== WORK REQUIRED ==
Write out the Fontan circulation study summary below word for word, in full.

== SOURCE EXTRACT ==
● ● ● ●

Objective: To investigate how vasopressin preserves cardiac output in Fontan patients while increasing perfusing pressure. Phenylephrine was included as a comparator to clarify vasopressin’s specific hemodynamic effects in this circulation.
Methods:
Design: Placebo-controlled study using a physiologically based computational simulation of Fontan circulation.
Methods: A closed-loop, lumped-parameter model was developed to simulate Fontan physiology in a 3-year-old patient. Governing equations described pressure, flow, and oxygen saturation across systemic and pulmonary circuits. Vasopressin and phenylephrine were modeled using published hemodynamic data, representing their effects on systemic and pulmonary vascular resistances. Model outputs included cardiac output (CO), systemic and pulmonary flows and pressures, oxygen saturation, and oxygen extraction ratio (OER). Three cohorts of 100 virtual patients each received vasopressin, phenylephrine, or placebo using Monte Carlo simulations.

● ● ● ●

== SUPPLIED INFORMATION ==
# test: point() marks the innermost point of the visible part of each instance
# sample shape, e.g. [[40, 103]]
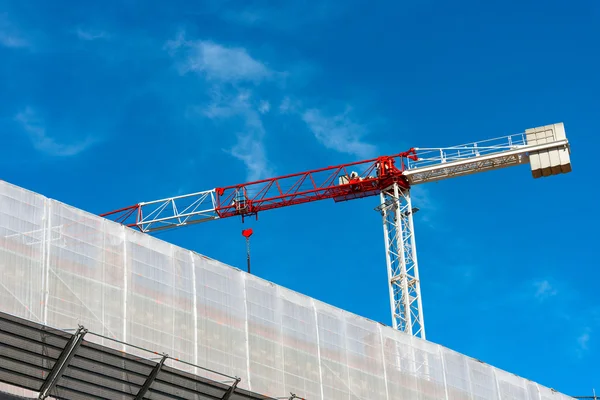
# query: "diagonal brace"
[[144, 389], [231, 390], [63, 362]]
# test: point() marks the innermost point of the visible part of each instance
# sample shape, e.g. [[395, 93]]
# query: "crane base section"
[[551, 161]]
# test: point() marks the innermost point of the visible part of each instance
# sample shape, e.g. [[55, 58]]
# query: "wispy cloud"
[[10, 35], [249, 148], [217, 62], [34, 126], [232, 74], [264, 107], [544, 290], [282, 17], [339, 132], [583, 342], [90, 34]]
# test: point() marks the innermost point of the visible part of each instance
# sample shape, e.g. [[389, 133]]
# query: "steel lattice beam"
[[401, 257]]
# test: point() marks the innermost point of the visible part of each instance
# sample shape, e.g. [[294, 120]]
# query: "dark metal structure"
[[62, 365]]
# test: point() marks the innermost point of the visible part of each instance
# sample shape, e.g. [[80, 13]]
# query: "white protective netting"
[[62, 267]]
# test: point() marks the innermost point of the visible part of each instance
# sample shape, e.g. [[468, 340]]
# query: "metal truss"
[[442, 163], [168, 213], [401, 257]]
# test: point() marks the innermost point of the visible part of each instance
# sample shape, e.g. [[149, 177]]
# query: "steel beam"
[[231, 390], [62, 363], [144, 389], [401, 258]]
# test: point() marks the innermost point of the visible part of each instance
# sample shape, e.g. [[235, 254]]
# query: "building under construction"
[[92, 309]]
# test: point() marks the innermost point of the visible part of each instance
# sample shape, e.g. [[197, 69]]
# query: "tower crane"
[[546, 149]]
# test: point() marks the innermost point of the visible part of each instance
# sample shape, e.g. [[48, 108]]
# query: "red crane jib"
[[337, 183]]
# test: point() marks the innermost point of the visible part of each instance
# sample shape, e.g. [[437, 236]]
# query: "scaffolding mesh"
[[61, 266]]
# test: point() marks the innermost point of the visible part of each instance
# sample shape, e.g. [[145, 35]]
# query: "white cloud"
[[544, 290], [264, 107], [9, 35], [339, 133], [36, 130], [229, 70], [249, 147], [87, 34], [584, 339], [217, 62]]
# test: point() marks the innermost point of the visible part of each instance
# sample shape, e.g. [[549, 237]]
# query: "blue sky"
[[106, 104]]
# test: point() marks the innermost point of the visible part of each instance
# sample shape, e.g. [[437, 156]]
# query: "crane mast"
[[546, 149]]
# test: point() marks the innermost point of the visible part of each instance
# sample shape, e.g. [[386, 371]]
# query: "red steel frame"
[[304, 187], [248, 199]]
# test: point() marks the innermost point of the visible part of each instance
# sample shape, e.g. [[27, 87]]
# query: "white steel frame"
[[172, 212], [401, 257], [442, 163]]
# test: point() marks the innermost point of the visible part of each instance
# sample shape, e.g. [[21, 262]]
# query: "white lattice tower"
[[401, 257]]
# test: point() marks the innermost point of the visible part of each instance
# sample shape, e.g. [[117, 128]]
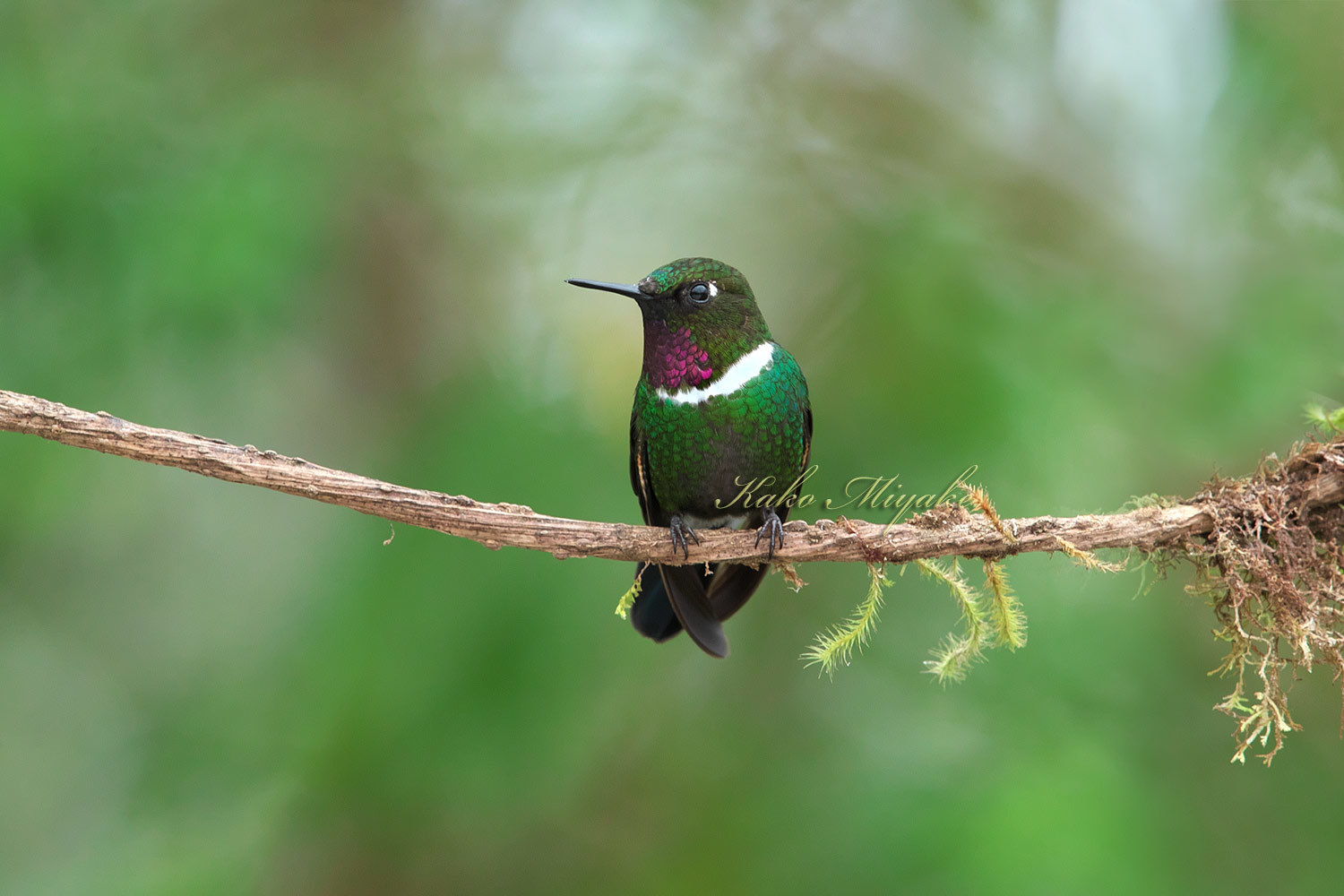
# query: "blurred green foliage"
[[1091, 247]]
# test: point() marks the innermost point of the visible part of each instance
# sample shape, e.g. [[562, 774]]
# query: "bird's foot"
[[771, 530], [680, 532]]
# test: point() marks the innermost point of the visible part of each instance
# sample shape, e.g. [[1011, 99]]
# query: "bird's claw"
[[680, 530], [773, 532]]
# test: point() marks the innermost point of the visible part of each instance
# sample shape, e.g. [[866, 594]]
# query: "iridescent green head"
[[699, 316]]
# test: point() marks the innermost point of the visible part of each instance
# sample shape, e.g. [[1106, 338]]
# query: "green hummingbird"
[[718, 403]]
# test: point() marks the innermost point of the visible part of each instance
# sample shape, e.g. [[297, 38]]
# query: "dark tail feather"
[[652, 611], [691, 603], [733, 583]]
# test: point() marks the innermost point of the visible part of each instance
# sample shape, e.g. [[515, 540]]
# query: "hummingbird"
[[718, 403]]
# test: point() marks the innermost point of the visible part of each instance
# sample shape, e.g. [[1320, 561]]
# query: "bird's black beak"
[[623, 289]]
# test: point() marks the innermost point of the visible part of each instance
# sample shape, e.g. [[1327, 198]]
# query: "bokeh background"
[[1096, 247]]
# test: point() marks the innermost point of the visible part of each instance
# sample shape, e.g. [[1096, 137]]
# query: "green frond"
[[954, 657], [836, 646], [623, 606], [1010, 619]]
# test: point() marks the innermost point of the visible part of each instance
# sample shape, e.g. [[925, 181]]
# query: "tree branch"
[[1314, 484]]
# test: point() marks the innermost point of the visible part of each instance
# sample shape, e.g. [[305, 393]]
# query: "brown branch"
[[497, 525]]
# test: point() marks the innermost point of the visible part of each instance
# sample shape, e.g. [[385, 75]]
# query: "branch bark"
[[495, 525]]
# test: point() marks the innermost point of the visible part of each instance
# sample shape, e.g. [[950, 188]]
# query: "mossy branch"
[[495, 525], [1266, 548]]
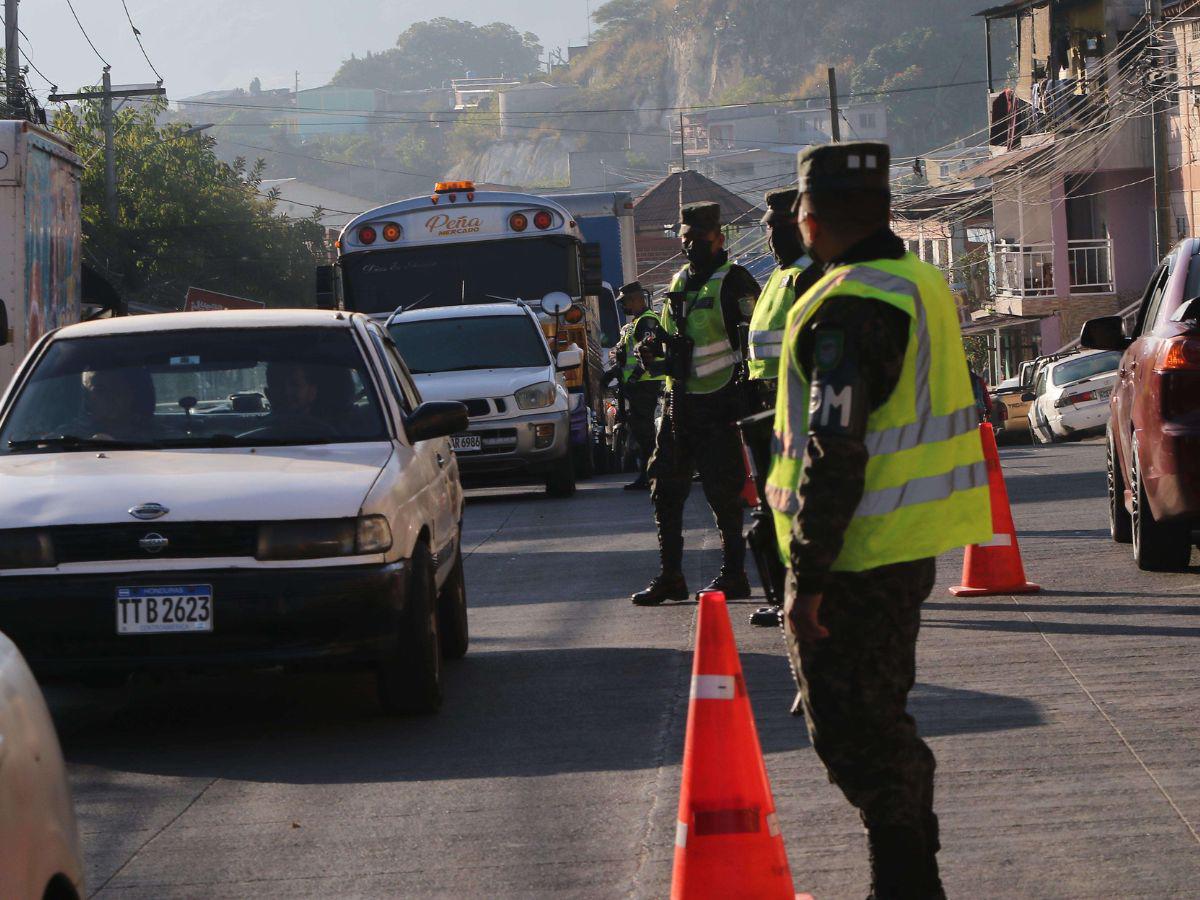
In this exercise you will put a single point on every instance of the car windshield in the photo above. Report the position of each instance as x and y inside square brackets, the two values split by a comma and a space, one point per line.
[1075, 370]
[469, 342]
[199, 388]
[462, 273]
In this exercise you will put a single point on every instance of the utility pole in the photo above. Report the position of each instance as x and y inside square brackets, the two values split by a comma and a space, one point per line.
[834, 114]
[106, 96]
[1162, 177]
[15, 95]
[683, 157]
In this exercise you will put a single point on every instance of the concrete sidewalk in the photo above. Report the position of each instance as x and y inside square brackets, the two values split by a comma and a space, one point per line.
[1065, 724]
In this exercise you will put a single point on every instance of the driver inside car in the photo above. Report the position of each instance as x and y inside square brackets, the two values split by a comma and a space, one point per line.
[118, 405]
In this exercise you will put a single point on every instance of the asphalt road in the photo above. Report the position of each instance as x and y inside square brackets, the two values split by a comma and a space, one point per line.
[1065, 727]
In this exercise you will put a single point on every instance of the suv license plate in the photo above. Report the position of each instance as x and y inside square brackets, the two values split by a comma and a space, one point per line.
[167, 610]
[467, 443]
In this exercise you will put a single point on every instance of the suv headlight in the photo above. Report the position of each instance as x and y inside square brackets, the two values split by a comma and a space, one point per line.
[323, 538]
[27, 549]
[537, 396]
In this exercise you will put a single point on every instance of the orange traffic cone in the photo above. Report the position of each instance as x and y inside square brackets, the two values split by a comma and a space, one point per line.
[995, 567]
[727, 840]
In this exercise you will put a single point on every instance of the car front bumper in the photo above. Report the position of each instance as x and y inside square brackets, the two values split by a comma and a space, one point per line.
[261, 617]
[510, 445]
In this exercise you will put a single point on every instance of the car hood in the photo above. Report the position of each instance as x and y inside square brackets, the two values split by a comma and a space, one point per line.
[201, 485]
[479, 382]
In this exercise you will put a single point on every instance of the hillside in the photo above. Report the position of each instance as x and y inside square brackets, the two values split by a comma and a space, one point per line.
[670, 53]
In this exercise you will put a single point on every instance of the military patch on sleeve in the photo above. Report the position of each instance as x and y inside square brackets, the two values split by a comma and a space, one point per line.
[828, 348]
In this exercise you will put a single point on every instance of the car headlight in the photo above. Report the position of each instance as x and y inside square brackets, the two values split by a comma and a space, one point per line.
[27, 549]
[537, 396]
[323, 538]
[375, 534]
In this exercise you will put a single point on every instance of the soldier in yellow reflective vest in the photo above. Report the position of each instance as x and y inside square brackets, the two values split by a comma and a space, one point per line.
[640, 390]
[877, 469]
[699, 431]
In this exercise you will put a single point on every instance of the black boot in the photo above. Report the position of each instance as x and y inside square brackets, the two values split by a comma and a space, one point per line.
[735, 585]
[666, 586]
[899, 861]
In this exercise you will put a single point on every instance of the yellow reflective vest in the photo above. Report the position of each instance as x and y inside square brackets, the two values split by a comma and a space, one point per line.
[628, 375]
[927, 481]
[713, 358]
[767, 324]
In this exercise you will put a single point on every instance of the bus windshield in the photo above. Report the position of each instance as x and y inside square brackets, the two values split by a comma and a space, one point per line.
[450, 274]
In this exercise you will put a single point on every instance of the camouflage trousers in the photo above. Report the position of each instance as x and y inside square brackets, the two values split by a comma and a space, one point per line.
[855, 687]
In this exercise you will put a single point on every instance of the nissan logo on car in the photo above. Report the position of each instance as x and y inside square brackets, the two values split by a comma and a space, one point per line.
[154, 543]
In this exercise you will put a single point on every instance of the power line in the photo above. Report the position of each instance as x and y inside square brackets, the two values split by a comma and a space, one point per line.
[84, 31]
[137, 36]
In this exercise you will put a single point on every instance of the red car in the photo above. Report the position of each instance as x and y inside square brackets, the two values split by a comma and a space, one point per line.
[1153, 436]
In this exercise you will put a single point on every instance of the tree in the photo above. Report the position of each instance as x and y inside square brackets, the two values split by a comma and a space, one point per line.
[430, 53]
[185, 217]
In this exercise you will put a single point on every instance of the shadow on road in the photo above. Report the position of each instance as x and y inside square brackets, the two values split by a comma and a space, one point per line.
[507, 714]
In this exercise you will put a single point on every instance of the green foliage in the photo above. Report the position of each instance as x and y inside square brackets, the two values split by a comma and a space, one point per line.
[185, 217]
[430, 53]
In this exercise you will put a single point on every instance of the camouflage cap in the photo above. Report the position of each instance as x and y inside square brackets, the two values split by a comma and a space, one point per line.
[700, 216]
[861, 166]
[780, 205]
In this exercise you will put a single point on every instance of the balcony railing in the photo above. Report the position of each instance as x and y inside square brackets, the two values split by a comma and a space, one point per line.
[1091, 267]
[1027, 270]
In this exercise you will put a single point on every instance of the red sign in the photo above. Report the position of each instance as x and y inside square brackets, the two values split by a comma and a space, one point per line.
[201, 300]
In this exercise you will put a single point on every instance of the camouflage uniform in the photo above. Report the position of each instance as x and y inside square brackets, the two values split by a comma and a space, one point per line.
[855, 684]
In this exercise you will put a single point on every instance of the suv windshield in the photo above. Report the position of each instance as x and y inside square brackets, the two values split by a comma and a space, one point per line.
[1085, 367]
[203, 388]
[471, 342]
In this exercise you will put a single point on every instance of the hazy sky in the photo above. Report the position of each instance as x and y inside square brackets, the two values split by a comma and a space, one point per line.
[207, 45]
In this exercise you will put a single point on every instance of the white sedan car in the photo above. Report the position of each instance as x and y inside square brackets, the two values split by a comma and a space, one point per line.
[1071, 396]
[231, 489]
[40, 856]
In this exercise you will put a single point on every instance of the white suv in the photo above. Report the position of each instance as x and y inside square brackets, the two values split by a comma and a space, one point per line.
[495, 359]
[211, 489]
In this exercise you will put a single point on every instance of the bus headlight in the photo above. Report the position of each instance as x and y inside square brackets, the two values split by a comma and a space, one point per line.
[537, 396]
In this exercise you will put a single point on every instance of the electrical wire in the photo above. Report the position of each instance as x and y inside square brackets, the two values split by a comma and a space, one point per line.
[84, 33]
[137, 36]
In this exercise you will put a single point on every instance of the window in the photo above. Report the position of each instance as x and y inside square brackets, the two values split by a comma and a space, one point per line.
[201, 388]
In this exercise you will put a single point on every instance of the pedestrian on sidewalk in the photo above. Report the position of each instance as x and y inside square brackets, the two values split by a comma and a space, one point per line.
[877, 469]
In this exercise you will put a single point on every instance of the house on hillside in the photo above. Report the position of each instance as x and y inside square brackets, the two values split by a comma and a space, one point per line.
[657, 221]
[1071, 168]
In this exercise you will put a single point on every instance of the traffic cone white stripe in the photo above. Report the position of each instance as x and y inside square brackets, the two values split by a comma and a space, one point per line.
[713, 688]
[999, 540]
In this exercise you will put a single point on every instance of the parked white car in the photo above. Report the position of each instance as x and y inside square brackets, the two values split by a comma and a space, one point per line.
[495, 358]
[1071, 396]
[251, 489]
[40, 856]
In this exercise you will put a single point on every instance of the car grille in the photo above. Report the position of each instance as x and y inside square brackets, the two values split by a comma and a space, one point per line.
[480, 406]
[185, 540]
[497, 441]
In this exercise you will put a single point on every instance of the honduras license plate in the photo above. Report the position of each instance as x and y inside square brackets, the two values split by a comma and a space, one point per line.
[172, 609]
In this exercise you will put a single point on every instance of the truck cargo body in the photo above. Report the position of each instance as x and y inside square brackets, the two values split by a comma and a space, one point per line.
[40, 238]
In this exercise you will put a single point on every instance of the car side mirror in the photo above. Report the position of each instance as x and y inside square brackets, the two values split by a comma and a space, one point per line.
[436, 419]
[570, 358]
[1104, 334]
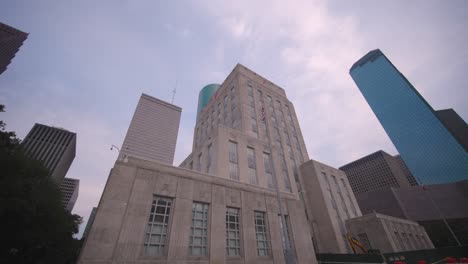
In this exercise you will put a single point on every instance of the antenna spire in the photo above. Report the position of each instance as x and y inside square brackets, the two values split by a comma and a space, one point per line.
[173, 93]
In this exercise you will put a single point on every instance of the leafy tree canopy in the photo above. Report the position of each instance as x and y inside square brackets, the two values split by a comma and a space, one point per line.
[34, 226]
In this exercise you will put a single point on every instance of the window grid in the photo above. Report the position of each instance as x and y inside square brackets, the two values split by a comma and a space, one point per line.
[156, 230]
[198, 244]
[268, 170]
[209, 168]
[233, 163]
[232, 232]
[261, 234]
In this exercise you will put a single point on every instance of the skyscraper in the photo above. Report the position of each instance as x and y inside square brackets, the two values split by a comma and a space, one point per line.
[69, 188]
[428, 148]
[11, 40]
[54, 147]
[376, 171]
[152, 133]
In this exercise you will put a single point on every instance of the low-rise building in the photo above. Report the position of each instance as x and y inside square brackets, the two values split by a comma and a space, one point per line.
[155, 212]
[330, 201]
[388, 234]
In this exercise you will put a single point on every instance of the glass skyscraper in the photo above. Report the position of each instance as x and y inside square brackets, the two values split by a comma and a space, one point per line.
[431, 152]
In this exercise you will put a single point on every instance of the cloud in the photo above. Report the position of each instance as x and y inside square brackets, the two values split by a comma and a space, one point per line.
[313, 50]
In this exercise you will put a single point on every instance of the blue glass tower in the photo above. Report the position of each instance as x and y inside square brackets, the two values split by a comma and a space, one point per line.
[431, 152]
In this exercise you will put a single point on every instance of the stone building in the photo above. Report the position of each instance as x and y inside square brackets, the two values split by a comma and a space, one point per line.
[388, 234]
[69, 189]
[230, 201]
[330, 202]
[151, 212]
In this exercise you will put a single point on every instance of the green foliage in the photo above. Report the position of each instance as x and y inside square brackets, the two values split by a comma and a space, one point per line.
[34, 226]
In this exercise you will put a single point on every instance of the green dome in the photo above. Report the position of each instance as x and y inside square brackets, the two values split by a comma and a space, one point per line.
[205, 95]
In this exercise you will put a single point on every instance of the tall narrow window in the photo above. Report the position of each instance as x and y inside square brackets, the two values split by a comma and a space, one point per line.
[268, 170]
[286, 226]
[226, 111]
[261, 234]
[199, 237]
[252, 166]
[209, 167]
[343, 203]
[156, 230]
[200, 157]
[232, 232]
[233, 163]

● ● ● ●

== ANSWER BOX ==
Objective: To investigate how vasopressin preserves cardiac output in Fontan patients while increasing perfusing pressure. Phenylephrine was included as a comparator to clarify vasopressin’s specific hemodynamic effects in this circulation.
Methods:
Design: Placebo-controlled study using a physiologically based computational simulation of Fontan circulation.
Methods: A closed-loop, lumped-parameter model was developed to simulate Fontan physiology in a 3-year-old patient. Governing equations described pressure, flow, and oxygen saturation across systemic and pulmonary circuits. Vasopressin and phenylephrine were modeled using published hemodynamic data, representing their effects on systemic and pulmonary vascular resistances. Model outputs included cardiac output (CO), systemic and pulmonary flows and pressures, oxygen saturation, and oxygen extraction ratio (OER). Three cohorts of 100 virtual patients each received vasopressin, phenylephrine, or placebo using Monte Carlo simulations.